■ **Set task**
Pick up the account of the Anguilla planning application after its last sentence and carry it forward.

■ **Given passage**
According to the claimants, the local economy began to spiral downwards over time resulting in the unwillingness of the banking industry to fund construction of private housing. In the circumstances, they say that the Government of Anguilla’s vision to stimulate local housing did not materialize as anticipated and, the Developer was forced to seek private housing for its managers and temporary staff.
The claimant says that the housing crisis was further exacerbated by the further decline in the banking industry and the passage of Hurricane Irma. The claimant contends that as the Development continued to expand additional storage became necessary for its efficient operation and the enhancement of the Development. It was also vital for the successful growth of the Development and its survival as a luxury tourism product to recruit a trained contingent of staff with international experience. Therefore, they argue that the provision of temporary housing for management and staff became an integral part of the operations of the Development.
As a result of these considerations the claimant applied to the Land Development Control Committee (the ‘LDCC’) for permission to construct hotel storage facility, temporary staff housing and a three-bedroom general manager’s unit.
The application for planning approval was considered by the LDCC on 19 th June 2018. The application was deferred to permit the LDCC to consult with other government agencies and stakeholders and for the claimant to make adjustments to the submitted application. The deferral notice was dated 27th June 2018 and was sent to the claimant by electronic mail.
On 17th August 2018 the claimant received notification from the LDCC that the application for planning permission had been denied. This notice of refusal was dated 31st July 2018. The LDCC’s reasons for refusing planning permission were as follows:
“….. the development as proposed is contrary to the executed MOU between the Government of Anguilla and SOF-VII Anguilla Holdings LLC and the Aliens Land Holding License which stipulates that the project is a luxury real estate product. Based on this agreement the development therefore should be of a tourism nature only.”

Object location annotation data:
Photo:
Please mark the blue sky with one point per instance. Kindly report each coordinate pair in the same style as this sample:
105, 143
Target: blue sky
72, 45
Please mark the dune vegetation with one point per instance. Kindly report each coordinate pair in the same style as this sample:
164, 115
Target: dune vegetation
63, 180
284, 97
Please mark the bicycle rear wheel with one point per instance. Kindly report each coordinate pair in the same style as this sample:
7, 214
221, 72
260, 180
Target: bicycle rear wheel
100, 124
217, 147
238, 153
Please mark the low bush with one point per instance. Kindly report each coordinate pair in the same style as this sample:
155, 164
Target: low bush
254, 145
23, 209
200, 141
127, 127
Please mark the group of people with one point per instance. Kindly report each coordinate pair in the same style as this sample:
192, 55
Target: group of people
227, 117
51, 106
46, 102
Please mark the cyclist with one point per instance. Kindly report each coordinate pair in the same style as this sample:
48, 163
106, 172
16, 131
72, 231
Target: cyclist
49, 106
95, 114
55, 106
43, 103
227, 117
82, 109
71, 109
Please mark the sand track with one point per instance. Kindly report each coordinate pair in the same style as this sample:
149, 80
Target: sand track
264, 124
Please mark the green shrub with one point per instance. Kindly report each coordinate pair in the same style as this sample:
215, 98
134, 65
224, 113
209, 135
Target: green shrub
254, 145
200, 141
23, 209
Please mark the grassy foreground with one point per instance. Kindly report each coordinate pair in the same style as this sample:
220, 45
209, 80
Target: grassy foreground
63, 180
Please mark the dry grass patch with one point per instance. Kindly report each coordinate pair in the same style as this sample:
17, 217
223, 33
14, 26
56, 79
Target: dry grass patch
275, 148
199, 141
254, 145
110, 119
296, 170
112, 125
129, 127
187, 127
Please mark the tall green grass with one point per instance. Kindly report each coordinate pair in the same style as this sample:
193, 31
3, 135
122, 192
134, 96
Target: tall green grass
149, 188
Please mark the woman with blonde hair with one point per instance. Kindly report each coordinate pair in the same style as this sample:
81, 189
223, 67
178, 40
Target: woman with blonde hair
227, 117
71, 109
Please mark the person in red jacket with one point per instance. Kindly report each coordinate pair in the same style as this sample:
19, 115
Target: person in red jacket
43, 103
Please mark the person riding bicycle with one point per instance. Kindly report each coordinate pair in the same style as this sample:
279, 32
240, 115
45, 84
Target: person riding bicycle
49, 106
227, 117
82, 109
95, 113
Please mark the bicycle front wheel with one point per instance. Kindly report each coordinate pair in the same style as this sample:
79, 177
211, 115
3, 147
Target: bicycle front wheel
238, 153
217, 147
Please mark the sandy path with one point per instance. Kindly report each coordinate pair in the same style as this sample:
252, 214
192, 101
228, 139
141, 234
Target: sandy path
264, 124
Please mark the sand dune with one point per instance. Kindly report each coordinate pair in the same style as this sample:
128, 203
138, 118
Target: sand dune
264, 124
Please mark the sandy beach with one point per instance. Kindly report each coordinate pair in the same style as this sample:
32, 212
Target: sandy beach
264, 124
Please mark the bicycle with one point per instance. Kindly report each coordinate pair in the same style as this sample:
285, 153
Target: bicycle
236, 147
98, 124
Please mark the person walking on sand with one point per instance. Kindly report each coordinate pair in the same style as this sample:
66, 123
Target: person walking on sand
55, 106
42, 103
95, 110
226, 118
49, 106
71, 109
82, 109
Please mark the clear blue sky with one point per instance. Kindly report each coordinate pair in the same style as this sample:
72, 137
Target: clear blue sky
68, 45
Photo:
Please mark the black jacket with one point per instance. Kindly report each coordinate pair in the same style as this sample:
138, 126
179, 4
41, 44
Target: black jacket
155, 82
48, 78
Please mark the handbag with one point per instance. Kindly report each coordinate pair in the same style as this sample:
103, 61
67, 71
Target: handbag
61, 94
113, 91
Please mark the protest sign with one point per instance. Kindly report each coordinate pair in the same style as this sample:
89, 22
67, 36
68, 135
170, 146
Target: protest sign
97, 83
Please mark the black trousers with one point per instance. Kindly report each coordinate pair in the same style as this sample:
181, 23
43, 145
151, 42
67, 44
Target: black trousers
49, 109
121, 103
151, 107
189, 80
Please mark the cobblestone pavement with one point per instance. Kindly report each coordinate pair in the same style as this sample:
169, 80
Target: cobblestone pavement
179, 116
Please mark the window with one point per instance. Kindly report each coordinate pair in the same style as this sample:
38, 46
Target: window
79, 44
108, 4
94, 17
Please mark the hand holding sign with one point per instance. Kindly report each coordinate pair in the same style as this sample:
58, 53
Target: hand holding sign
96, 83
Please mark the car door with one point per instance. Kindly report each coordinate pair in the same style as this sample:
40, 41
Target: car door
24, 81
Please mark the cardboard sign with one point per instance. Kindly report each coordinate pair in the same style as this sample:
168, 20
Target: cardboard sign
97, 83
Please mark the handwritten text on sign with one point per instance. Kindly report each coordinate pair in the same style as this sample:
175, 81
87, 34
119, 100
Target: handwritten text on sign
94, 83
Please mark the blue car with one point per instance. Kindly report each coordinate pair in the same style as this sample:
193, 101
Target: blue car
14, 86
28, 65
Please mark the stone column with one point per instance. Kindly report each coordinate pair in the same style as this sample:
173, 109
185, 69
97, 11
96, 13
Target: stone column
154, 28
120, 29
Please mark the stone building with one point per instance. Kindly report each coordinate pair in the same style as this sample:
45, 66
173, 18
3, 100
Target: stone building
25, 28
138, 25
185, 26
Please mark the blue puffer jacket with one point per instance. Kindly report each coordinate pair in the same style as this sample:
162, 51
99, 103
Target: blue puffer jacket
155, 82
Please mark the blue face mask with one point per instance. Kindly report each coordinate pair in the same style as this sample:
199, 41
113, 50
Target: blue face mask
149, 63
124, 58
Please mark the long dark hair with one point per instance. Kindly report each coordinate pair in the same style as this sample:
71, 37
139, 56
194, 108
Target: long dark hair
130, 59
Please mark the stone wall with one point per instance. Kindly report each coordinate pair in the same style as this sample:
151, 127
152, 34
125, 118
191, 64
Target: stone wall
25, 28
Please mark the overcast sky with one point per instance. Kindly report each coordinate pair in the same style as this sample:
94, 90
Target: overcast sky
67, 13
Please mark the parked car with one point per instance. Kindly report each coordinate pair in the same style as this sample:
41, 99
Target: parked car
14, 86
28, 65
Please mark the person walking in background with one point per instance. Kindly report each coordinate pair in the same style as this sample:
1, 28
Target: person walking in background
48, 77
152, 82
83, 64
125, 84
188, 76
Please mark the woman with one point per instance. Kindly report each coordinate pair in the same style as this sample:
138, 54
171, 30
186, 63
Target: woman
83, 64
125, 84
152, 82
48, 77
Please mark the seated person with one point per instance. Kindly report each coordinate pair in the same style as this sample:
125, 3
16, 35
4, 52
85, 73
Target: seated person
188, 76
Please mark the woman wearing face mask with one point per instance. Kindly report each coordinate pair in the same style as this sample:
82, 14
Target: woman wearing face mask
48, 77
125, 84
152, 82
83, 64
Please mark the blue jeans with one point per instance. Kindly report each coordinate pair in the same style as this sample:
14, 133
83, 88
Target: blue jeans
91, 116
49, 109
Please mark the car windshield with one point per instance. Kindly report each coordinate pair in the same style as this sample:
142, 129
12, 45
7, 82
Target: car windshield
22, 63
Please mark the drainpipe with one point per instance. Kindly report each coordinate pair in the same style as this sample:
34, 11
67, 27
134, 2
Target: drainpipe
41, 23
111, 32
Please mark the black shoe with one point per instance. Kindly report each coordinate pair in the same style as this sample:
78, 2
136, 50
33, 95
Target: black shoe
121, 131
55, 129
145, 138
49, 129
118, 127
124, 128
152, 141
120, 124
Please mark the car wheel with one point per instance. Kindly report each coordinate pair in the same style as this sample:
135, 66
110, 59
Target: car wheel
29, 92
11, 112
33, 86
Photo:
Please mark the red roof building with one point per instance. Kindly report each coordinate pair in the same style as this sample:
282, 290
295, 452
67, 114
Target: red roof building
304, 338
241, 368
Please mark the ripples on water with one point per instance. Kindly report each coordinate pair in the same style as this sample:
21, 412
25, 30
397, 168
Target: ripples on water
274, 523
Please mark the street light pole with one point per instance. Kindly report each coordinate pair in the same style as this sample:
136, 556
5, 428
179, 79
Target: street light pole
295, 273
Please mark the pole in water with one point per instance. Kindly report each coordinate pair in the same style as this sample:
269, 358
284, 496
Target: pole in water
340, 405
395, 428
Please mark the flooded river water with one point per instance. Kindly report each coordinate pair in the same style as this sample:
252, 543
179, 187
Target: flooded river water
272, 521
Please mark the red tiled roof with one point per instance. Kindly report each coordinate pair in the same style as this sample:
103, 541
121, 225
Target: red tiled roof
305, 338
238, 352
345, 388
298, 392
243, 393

■ **Exercise output**
On 5th September 2018 the claimant appealed to the Executive Council (the ‘ExCo’) against the LDCC’s decision. The documentation submitted to the ExCo on appeal was of a very comprehensive nature and set out in detail the claimant’s case and grounds for their dissatisfaction with the LDCC’s decision.
The claimant on the appeal raised the substantive point that the claimant was provided no opportunity to address the LDCC’s concerns with respect to its findings on questions related to the MOU and the Aliens Land Holding License (the ‘ALHL’) and, that in any event, the MOU required mutual cooperation between the Developer and the Government of Anguilla particularly in light of the housing shortage on the island.
Distilled to its essence the claimant’s position was simply that the LDCC had not given sufficient consideration to the matters that plagued the Development in its quest for economic viability in its operations; and, that the LDCC had erred by placing overreliance on the MOU and the ALHL thereby treating them both as being static and not relative to the changing socio-economic conditions in Anguilla.
By letter dated 25th September 2018 the claimant’s solicitor wrote to the Minister responsible reminding him that the claimant was awaiting the decision of the ExCo and that it was critical to the claimant’s operations to have the appeal decided. This letter remained unanswered.
The claimant’s appeal was considered by the ExCo on 24th October 2018. However, there was no formal communication of the ExCo’s decision to the claimant. The claimant took communication of the ExCo’s decision informally.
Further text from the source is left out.